### Required actions:
1. In the press release on hepatitis C treatment, on what date did CMS issue its notice to all 50 state Medicaid directors?
2. Reproduce the press release's wording from "Medicaid Health Plans of America CEO" to "violates federal law.".

### Given passage:
Medicaid Health Plans Should Use Science, Not Stigma, to Make Hepatitis C Treatment Decisions

FOR IMMEDIATE RELEASE

Media Contact:
Emalie Huriaux
(415) 580-7301
ehuriaux@projectinform.org


Medicaid Health Plans Should Use Science, Not Stigma,
to Make Hepatitis C Treatment Decisions

Medicaid Health Plans of America CEO Perpetuates Myths about Treating
People with Substance Use Disorders for Hepatitis C

Washington, DC, November 12, 2015 – On November 5, 2015 the Centers for Medicare & Medicaid Services (CMS) issued a notice to all 50 state Medicaid directors regarding their obligation to provide beneficiaries living with hepatitis C access to curative treatment medications, and warning that rationing access based on severity of liver disease, substance use, and other factors for cost-containment purposes violates federal law.

From November 11-13 the trade group Medicaid Health Plans of America (MHPA) hosts its annual conference and plans a breakout session, “Differentiating Strategies from Tactics in Hepatitis C Management,” on November 12.  We hope the presenters will decry recent statements from MHPA’s CEO, Jeff Myers, who, in response to the CMS notice, made stigmatizing statements to the media that defy both the science of hepatitis C treatment and the federal laws outlined in the CMS notice.  He “defended barring heavy alcohol users from having access to hepatitis [C] drugs, since the ongoing damage to their livers could counteract the drug's effectiveness.”  He also said that intravenous drug users might not have the mental capability to complete a full course of hepatitis treatment, an assertion as damaging as it is false. Mr. Myers asserted that Medicaid health plans’ prior authorization policies are “perfectly legal” and “firmly rooted in medical efficacy.”

“The professional guidance for treating hepatitis C is clear – treatment is recommended and beneficial for all patients with hepatitis C, unless they have a short life expectancy. Medicaid health plans have an obligation to follow the best available science and stop creating prior authorization policies based on cost containment concerns that bar people from medically necessary treatment,” stated Emalie Huriaux, Director of Federal and State Affairs for Project Inform.

### Listed records:

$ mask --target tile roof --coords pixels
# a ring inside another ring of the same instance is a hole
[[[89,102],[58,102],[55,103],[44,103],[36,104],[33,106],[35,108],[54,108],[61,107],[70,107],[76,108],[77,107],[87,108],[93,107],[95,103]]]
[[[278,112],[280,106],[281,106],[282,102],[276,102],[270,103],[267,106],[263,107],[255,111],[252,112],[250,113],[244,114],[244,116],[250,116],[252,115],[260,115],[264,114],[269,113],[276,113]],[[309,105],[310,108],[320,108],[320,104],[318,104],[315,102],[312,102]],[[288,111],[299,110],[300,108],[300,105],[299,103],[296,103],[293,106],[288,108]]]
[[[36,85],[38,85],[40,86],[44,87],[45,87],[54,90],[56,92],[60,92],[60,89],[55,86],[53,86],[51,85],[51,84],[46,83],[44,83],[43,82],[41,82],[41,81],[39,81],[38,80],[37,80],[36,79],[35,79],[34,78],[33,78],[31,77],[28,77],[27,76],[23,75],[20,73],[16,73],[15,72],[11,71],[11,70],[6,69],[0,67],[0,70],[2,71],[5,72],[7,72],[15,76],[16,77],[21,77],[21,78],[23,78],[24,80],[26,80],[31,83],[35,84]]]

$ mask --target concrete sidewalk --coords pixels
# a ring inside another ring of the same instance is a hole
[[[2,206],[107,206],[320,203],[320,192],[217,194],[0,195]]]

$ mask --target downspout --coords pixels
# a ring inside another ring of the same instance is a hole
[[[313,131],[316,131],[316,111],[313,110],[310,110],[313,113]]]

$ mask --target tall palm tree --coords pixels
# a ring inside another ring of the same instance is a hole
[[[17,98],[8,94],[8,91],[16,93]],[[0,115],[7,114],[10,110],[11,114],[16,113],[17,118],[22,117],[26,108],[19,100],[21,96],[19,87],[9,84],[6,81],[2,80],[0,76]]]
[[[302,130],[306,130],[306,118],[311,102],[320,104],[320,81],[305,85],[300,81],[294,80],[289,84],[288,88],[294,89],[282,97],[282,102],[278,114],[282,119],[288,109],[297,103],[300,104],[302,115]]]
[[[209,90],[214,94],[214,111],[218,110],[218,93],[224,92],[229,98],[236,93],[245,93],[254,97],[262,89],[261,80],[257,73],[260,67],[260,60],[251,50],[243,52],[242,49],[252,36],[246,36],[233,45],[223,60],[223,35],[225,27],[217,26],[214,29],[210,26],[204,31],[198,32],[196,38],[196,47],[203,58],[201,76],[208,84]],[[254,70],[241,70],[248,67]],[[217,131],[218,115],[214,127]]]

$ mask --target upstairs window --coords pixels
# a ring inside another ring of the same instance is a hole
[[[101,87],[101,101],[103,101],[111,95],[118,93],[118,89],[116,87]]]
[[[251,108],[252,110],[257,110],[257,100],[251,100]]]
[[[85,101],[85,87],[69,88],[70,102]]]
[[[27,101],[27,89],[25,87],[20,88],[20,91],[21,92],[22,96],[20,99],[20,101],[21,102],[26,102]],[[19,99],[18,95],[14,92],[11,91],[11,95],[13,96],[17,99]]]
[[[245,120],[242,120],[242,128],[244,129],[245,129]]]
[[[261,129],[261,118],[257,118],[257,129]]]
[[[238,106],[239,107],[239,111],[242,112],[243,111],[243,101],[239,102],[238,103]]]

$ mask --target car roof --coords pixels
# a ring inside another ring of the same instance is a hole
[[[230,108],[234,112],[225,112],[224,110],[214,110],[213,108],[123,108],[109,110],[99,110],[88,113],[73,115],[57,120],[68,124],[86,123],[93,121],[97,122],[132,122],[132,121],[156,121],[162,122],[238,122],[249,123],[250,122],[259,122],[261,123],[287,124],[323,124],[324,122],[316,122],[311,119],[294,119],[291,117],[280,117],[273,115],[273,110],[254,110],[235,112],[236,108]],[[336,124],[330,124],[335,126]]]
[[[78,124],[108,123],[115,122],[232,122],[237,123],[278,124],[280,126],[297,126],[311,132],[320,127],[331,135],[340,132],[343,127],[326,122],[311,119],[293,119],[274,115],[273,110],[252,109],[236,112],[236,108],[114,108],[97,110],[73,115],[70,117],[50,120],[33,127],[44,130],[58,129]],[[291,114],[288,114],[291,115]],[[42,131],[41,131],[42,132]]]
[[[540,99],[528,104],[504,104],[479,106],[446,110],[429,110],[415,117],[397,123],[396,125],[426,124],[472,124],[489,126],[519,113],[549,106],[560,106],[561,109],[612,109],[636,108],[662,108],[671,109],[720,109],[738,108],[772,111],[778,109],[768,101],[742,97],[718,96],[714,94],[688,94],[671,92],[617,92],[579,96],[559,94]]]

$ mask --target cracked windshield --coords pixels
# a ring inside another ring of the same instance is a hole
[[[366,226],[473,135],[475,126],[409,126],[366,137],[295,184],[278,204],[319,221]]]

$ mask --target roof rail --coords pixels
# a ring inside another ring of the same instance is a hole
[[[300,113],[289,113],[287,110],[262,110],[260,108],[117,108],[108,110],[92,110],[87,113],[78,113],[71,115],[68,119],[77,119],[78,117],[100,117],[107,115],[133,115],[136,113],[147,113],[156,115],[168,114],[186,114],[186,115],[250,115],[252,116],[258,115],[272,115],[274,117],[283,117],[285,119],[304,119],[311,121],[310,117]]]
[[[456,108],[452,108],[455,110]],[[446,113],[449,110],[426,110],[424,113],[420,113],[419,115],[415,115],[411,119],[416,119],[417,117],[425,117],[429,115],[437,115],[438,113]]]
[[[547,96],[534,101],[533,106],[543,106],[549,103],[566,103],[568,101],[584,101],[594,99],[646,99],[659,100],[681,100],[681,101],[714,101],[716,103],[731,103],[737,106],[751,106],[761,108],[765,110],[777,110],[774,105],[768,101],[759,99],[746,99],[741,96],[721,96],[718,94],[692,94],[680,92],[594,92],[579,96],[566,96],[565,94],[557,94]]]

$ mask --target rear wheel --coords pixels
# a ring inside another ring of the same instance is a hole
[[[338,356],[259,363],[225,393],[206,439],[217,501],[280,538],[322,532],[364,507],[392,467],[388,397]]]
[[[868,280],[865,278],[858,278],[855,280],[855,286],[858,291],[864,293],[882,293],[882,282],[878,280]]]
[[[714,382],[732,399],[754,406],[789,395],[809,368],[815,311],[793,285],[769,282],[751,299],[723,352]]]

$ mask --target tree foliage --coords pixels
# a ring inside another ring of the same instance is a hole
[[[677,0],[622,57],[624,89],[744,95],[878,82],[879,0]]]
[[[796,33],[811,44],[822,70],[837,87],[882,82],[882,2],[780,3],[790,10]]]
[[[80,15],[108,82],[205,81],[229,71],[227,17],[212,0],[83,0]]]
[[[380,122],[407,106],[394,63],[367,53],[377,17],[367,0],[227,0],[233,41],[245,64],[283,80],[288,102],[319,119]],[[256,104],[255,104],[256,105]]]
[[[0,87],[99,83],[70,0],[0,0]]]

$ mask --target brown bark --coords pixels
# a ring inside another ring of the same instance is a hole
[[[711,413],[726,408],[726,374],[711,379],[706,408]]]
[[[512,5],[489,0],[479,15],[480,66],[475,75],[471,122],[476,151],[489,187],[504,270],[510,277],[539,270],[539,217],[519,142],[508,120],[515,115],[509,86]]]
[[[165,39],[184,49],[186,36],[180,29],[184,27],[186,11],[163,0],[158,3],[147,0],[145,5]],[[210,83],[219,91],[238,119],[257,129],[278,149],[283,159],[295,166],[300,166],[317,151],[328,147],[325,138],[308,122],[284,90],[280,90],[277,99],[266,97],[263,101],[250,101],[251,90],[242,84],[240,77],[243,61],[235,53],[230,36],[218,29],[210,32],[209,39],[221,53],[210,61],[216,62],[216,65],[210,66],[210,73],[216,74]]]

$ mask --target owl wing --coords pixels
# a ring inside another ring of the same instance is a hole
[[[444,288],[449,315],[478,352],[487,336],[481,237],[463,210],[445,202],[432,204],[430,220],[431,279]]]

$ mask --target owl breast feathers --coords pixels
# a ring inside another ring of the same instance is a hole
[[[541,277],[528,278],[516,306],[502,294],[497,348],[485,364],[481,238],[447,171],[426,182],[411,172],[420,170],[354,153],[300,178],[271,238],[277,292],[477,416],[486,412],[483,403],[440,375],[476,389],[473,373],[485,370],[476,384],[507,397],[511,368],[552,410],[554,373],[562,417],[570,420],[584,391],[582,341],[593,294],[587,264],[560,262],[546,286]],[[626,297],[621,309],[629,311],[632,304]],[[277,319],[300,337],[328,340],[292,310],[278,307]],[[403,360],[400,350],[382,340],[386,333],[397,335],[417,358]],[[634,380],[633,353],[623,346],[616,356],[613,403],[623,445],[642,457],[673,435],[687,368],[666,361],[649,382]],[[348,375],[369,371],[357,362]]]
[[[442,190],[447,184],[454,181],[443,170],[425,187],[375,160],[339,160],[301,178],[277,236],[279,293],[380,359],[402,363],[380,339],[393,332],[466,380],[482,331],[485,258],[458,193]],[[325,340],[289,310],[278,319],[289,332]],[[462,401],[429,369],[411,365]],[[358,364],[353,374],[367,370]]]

### Results:
1. November 5, 2015

2.
Medicaid Health Plans of America CEO Perpetuates Myths about Treating
People with Substance Use Disorders for Hepatitis C

Washington, DC, November 12, 2015 – On November 5, 2015 the Centers for Medicare & Medicaid Services (CMS) issued a notice to all 50 state Medicaid directors regarding their obligation to provide beneficiaries living with hepatitis C access to curative treatment medications, and warning that rationing access based on severity of liver disease, substance use, and other factors for cost-containment purposes violates federal law.